■ **WORK TO COMPLETE**:
[1] From the post on Three Line Break charts, reproduce everything from "I'm not even" down to "kind of chart.".
[2] Answer these questions from the post on Three Line Break charts:
(a) Which two price points does the writer name as likely to limit the downside?
(b) In what setting did the writer pick up the advice about leaving the table during a long streak?
(c) According to the writer, what do Three Line Break charts seem great for?

■ **DOCUMENT SECTION**:
↓↓↓

Three Line Break Charts

 I'm not even going to post any regular charts this week, because I'm tired of reading about COT reports and gold and silver bottoming. A relief rally is likely, perhaps a strong close to February, but I'm so confident a new low will be made within the next month or two, that I'm gonna take some time off until then, posting only a special kind of chart.

My decision also has to do with some poker wisdom I picked up back in the day: you gotta leave the table when you're on a long streak, whether it's a bad streak or a good one. Both promote reckless decision making.  I've been "on" so far this year, but the phenomenon of "winner's curse" implies that streaks almost always have a heavy dose of luck involved. I want to step back and digest the big changes that have occurred recently, with QE3 and QE4 somehow an enormously bearish force thus far. Although I see a new low being made, there are obvious price points waiting right below (such as $1525 and $27.50) that probably will limit the downside; if not, by that point it would be dangerous to short anyway since (as I believe) the fundamentals may "snap back" at any moment and leave the retail shorts looking for their teeth on the ground with both eyes swollen shut.

Ok, the chart I wish to unveil is the Three Line Break (TLB) chart, which I have never seen anyone use before, but maybe I haven't looked around enough. I've been playing with them for a long time now, and they really seem to be great for visualizing long term trends and critical price points that may signal an end to a given trend.

↑↑↑

■ **EXTRACTED ENTRIES**:
↓↓↓

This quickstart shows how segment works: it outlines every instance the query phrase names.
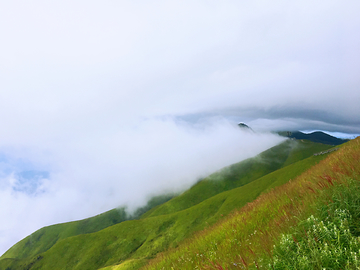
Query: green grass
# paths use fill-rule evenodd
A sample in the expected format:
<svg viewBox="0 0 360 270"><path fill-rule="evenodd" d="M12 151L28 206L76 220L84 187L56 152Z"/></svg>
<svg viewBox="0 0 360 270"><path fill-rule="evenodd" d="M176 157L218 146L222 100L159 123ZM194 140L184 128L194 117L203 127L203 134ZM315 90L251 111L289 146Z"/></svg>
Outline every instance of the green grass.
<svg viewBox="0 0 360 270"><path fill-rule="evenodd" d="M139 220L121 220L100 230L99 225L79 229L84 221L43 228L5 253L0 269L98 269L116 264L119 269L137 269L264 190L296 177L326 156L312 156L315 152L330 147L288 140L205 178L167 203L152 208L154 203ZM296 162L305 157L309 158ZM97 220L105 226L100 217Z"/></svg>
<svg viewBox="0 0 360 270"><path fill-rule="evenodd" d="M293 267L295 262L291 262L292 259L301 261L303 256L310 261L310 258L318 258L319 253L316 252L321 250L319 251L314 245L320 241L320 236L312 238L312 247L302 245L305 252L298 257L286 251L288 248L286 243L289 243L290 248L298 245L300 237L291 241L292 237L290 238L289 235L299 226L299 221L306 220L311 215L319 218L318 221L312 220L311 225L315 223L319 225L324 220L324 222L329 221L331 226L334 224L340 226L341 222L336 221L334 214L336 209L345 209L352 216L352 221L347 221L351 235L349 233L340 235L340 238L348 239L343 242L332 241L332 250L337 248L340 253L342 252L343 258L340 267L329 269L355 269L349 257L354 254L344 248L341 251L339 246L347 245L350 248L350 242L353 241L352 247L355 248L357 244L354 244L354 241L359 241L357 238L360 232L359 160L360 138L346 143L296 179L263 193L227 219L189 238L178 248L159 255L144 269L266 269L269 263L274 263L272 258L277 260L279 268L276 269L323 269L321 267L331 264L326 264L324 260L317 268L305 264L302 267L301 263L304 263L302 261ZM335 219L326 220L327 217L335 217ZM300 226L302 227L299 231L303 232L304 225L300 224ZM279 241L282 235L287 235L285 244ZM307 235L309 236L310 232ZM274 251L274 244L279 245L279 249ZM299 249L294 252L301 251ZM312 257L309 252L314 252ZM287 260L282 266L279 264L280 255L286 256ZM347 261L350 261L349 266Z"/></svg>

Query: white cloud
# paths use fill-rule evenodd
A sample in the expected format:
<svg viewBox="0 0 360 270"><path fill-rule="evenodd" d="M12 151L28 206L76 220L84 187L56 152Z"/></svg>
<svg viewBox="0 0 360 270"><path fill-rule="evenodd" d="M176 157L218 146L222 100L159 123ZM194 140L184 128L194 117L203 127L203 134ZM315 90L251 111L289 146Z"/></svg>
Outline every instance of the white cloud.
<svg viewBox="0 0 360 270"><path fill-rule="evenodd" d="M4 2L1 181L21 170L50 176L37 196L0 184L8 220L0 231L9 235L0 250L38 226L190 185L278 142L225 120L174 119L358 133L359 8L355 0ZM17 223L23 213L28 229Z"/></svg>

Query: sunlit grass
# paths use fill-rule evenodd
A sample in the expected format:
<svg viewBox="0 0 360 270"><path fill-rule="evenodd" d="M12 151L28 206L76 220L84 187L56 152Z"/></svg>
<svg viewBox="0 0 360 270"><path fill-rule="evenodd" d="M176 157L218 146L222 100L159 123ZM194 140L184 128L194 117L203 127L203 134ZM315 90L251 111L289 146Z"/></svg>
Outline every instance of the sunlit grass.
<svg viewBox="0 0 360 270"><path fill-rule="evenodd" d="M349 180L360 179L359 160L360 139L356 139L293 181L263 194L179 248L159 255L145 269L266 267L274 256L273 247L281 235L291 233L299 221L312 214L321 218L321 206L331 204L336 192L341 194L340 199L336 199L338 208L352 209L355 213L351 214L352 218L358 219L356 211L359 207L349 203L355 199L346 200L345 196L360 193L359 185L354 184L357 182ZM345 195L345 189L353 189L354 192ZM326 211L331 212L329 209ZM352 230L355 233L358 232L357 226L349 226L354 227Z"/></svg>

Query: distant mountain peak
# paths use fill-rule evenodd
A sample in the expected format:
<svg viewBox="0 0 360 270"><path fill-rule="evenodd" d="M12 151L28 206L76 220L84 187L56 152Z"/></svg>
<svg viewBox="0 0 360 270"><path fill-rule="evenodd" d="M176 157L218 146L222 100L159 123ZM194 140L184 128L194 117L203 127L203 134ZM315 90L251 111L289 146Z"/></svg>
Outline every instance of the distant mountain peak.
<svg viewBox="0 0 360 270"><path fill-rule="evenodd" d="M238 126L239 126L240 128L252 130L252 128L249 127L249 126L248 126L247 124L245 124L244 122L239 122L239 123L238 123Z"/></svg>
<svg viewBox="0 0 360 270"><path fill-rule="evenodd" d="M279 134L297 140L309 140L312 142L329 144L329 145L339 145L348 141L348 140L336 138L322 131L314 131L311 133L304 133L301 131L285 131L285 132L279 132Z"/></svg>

↑↑↑
↓↓↓

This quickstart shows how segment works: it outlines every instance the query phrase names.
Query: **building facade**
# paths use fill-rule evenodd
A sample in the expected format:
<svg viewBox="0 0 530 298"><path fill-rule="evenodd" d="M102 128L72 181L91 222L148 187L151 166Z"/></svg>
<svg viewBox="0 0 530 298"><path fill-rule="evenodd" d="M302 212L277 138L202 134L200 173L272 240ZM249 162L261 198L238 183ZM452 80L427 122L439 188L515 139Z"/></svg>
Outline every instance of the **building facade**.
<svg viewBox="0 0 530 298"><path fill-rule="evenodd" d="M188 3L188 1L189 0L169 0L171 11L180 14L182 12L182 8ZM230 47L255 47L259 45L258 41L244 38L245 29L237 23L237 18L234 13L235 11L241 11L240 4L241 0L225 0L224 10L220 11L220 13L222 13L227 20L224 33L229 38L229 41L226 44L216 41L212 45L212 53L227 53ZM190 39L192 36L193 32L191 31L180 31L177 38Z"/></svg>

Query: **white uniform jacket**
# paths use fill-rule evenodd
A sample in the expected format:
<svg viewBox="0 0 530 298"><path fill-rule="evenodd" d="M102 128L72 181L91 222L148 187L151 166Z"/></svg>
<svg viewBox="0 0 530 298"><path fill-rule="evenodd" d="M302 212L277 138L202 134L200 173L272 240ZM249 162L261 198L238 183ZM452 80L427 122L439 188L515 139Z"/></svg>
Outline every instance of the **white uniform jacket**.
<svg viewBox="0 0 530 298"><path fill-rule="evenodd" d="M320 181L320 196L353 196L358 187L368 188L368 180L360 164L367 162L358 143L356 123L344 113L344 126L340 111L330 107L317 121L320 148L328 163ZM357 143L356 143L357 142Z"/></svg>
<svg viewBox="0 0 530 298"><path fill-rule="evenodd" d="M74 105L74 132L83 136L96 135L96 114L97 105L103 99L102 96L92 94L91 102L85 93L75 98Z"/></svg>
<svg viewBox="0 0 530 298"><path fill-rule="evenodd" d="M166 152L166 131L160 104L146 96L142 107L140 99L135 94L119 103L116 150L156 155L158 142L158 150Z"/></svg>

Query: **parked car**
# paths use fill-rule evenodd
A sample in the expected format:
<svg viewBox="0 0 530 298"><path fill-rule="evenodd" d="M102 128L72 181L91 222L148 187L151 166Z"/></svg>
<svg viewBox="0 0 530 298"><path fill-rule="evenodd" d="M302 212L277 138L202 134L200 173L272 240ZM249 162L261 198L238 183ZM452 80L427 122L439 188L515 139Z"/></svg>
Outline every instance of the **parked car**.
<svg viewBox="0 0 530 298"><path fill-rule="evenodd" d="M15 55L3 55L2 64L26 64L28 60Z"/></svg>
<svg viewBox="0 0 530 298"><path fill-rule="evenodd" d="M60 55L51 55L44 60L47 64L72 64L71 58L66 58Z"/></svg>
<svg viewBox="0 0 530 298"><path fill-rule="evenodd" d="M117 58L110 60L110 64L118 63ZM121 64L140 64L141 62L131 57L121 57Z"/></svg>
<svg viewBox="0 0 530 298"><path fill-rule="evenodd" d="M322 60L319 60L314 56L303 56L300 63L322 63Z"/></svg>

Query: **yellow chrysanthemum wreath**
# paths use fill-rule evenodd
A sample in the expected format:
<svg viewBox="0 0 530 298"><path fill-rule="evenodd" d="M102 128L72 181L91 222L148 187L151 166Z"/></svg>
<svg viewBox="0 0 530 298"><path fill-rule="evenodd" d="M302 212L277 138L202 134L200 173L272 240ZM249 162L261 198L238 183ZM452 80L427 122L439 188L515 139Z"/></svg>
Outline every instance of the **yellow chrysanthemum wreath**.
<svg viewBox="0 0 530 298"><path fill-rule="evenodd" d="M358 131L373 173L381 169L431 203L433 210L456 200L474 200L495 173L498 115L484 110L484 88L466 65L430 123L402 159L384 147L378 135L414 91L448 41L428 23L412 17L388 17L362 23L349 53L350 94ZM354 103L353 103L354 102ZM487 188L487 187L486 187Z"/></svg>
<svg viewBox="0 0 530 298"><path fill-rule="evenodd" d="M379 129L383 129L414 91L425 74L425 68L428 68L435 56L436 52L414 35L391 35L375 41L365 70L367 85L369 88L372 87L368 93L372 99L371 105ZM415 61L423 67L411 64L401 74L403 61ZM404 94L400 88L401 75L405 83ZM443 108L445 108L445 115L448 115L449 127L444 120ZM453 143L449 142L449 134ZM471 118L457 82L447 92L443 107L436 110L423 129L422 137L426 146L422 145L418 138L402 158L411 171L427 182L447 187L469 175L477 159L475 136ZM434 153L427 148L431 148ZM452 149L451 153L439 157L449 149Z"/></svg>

↑↑↑
↓↓↓

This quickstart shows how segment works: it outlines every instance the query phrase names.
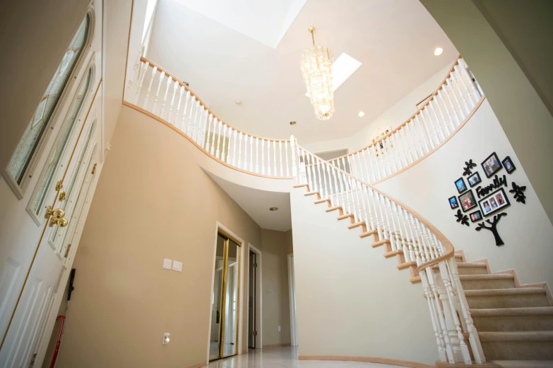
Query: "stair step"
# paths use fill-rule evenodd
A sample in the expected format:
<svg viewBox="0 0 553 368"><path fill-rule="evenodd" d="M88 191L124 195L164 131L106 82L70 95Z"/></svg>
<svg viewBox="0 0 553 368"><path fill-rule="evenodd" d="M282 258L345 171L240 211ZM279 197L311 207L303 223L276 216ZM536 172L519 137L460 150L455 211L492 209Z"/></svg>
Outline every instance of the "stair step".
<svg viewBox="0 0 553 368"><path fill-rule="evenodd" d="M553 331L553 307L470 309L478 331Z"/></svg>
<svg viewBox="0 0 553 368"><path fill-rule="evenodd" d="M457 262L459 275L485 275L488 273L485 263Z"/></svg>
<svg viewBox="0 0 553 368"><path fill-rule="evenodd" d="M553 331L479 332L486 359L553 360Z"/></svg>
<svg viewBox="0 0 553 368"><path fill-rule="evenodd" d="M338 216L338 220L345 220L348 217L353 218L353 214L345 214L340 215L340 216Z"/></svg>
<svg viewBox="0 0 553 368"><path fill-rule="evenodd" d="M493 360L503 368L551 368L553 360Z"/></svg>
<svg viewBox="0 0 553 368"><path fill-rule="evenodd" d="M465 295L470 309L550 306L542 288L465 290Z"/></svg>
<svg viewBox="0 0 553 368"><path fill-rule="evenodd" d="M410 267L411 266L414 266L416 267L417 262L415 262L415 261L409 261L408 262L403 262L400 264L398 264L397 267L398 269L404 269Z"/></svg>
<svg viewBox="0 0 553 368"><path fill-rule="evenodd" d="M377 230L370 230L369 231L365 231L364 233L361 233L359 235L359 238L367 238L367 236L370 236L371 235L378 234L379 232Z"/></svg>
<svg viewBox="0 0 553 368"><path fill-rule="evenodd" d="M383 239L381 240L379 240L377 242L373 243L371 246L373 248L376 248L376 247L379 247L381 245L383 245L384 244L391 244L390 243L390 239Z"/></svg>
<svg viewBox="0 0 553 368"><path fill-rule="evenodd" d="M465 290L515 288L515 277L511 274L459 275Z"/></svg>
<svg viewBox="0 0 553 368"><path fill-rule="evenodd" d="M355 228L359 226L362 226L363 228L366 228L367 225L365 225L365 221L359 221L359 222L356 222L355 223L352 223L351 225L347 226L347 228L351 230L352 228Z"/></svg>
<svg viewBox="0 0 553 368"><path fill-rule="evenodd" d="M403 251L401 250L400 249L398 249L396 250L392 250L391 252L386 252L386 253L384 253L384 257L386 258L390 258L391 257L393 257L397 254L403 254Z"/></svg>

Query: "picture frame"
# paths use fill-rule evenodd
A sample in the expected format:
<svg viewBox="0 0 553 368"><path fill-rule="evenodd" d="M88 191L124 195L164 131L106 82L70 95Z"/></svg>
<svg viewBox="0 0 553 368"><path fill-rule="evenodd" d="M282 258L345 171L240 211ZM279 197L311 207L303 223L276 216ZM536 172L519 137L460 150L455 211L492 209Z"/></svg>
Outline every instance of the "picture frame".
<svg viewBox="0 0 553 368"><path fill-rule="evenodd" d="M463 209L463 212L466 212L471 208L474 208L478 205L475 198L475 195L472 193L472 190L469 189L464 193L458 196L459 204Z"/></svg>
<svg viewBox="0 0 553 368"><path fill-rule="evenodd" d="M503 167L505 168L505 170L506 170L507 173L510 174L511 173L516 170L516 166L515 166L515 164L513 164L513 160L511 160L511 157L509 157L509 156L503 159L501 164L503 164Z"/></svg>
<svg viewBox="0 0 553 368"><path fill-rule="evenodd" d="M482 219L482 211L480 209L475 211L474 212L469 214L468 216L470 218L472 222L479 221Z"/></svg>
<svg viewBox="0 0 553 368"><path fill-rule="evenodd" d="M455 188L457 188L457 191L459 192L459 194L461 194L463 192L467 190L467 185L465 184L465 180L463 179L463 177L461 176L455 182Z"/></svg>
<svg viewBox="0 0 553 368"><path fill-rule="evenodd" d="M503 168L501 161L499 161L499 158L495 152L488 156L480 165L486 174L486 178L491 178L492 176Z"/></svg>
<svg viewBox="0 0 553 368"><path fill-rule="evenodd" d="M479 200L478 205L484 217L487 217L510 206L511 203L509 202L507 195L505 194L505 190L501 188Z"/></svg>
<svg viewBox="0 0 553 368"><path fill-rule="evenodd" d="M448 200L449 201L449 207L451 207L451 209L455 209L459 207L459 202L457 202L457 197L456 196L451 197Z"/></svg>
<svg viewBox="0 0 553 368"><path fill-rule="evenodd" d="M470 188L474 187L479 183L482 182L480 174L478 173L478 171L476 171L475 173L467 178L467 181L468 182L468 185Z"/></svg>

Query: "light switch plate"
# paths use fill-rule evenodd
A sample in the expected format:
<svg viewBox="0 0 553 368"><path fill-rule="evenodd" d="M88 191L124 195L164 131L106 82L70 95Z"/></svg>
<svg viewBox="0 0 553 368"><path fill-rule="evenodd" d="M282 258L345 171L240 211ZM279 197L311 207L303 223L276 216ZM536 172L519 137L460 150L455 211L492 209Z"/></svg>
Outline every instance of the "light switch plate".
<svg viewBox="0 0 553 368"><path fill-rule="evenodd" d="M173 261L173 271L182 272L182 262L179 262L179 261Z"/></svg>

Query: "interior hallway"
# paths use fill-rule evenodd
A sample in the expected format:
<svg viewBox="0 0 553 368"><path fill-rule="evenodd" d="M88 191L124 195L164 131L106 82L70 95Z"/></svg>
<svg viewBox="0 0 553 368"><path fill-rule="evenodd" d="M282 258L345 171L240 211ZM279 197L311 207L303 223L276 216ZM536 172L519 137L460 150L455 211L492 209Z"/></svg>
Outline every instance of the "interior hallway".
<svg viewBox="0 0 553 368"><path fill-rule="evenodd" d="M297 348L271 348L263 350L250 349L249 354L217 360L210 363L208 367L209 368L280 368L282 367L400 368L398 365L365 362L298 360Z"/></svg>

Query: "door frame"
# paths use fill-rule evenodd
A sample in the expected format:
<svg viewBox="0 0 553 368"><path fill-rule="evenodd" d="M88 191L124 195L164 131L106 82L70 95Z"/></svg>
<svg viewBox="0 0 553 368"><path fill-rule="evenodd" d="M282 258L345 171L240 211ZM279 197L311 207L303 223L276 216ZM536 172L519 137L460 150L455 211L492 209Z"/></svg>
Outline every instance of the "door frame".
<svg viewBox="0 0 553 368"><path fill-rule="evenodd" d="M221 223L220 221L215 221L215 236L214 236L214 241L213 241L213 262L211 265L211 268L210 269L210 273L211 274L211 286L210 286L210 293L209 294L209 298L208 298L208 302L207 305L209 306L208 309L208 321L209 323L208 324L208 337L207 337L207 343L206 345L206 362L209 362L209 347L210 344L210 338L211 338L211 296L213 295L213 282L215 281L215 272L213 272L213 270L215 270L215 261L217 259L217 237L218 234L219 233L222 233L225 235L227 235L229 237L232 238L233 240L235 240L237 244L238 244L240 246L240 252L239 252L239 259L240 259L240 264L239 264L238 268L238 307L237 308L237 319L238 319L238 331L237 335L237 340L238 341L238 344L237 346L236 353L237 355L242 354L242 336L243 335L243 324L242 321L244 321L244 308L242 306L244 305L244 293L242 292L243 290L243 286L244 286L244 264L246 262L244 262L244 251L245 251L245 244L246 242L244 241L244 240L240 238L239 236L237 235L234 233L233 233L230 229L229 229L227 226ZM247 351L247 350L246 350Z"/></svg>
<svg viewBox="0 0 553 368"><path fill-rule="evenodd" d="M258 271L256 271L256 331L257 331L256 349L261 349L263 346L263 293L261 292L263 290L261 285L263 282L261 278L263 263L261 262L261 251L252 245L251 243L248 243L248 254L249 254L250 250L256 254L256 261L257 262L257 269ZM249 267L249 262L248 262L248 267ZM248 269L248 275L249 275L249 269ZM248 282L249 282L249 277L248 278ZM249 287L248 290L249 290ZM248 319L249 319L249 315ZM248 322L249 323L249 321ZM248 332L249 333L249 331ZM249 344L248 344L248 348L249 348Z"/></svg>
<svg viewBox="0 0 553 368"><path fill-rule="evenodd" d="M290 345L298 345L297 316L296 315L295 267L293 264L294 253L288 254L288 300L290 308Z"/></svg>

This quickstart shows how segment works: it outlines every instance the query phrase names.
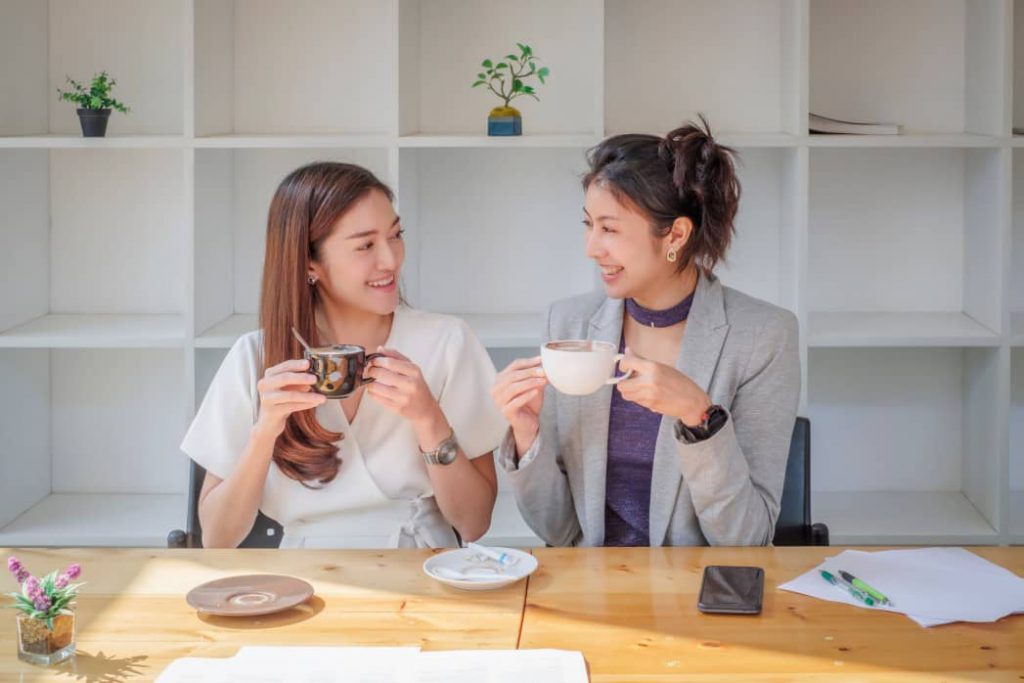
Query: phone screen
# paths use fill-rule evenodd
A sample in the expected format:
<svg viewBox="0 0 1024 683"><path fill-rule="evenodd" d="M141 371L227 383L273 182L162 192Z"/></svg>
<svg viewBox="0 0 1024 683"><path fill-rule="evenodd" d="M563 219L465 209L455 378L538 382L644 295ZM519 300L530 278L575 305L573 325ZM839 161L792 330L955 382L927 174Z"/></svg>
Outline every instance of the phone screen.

↑↑↑

■ **ANSWER SET**:
[1]
I'm not even going to post any regular charts this week, because I'm tired of reading about COT reports and gold and silver bottoming. A relief rally is likely, perhaps a strong close to February, but I'm so confident a new low will be made within the next month or two, that I'm gonna take some time off until then, posting only a special kind of chart.

[2]
(a) $1525 and $27.50.
(b) Poker.
(c) Visualizing long term trends and critical price points that may signal an end to a given trend.